The Land Acquisition Act of 1894 was used by colonial rulers in India to forcibly remove peasants and tribal people from their ancestral land so that it could be used for commercial purposes. After independence, India instituted land reform laws to protect land for farmers. The World Bank’s structural adjustment program (SAP), however, reversed them in 1991 believing it would stimulate economic growth. While laws that protected farmers’ rights to land were reversed by the SAP, the colonial Land Acquisition Act was untouched. Now, according to Shiva, Indian policymakers favor the agendas of multinational companies over the needs of their country’s farmers. “[The] global economy, driven by speculative finance and limitless consumerism, wants the land for mining and for industry, for towns, highways, and biofuel plantations,” she says.
Shiva complains that under the guise of development for public purpose, farmers are forced to leave their land to make way for infrastructure projects. But along with the construction of highways and factories, portions of acquired land go to profit-making schemes that do not benefit the general public. Shiva gives an example of the Yamuna Expressway project in Bhatta Parsaul, Uttar Pradesh. “About 6,000 acres of land is being acquired by infrastructure company Jaiprakash Associates to build luxury townships and sports facilities—including a Formula 1 racetrack,” she says. “In total, the land of 1,225 villages is to be acquired for the 165 kilometer expressway.” Shiva cites the example of an 80 year-old named Parshuram who lost his land to the Yamuna Expressway. “You will never understand how it feels to become landless,” Parshuram said, according to Shiva.
“While land has been taken from farmers at 300 rupees (US$6) per square meter by the government using the Land Acquistion Act,” says Shiva, “it is sold by developers at 600,000 rupees (US$13,450) per square meter—a 200,000 percent increase in price.” Shiva claims that the practice of land grabbing for private profit is rampant in India today, and that it is often done violently. These grabs, according to Shiva, are not, “by any stretch of the imagination, for any public purpose.”

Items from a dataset
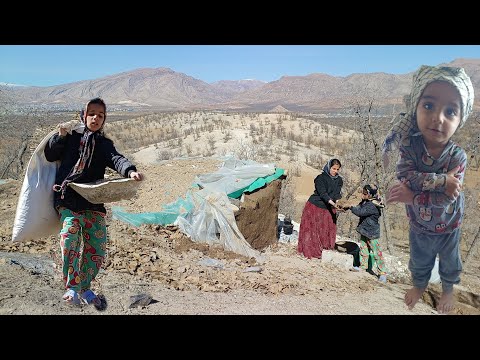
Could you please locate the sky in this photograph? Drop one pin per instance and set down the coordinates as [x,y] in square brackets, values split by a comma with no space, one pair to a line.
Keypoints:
[47,65]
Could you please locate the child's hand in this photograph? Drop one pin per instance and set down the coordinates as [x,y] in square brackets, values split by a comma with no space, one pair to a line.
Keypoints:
[453,186]
[135,175]
[400,192]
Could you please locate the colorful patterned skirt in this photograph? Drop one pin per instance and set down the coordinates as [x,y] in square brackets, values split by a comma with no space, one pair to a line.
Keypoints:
[318,231]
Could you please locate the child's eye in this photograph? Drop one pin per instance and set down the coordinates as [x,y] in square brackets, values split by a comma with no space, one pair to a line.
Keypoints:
[428,106]
[451,112]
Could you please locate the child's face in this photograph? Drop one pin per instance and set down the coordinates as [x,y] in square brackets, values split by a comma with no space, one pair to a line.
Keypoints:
[439,113]
[95,116]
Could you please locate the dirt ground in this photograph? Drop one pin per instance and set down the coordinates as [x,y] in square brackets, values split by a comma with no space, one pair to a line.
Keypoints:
[176,276]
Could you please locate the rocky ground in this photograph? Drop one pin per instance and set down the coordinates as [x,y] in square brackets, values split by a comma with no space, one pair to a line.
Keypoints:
[172,275]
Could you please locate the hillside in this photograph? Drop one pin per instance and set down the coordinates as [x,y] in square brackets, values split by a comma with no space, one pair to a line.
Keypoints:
[163,89]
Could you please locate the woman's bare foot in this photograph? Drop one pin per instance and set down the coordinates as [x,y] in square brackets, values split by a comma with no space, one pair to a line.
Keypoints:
[412,296]
[446,303]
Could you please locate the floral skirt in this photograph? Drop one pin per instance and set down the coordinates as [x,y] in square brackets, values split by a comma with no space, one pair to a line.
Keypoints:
[318,231]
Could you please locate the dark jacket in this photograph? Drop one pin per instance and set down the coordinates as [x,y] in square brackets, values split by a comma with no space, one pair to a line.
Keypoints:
[369,214]
[66,150]
[326,188]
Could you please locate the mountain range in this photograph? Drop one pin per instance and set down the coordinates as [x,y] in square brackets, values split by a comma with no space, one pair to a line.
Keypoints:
[164,89]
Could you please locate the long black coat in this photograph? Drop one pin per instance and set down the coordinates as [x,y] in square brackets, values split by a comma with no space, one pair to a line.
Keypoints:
[369,214]
[66,149]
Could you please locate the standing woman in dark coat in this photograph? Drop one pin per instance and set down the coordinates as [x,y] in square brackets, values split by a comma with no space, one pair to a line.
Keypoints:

Task to carry out
Using the text on land acquisition in India, answer these questions:
(a) In what year did the World Bank's structural adjustment program reverse India's land reform laws?
(b) About how many acres of land is Jaiprakash Associates acquiring for luxury townships and sports facilities?
(c) At what price per square meter, in rupees, was land taken from farmers under the Land Acquisition Act?

Task result
(a) 1991
(b) About 6,000 acres
(c) 300 rupees (US$6) per square meter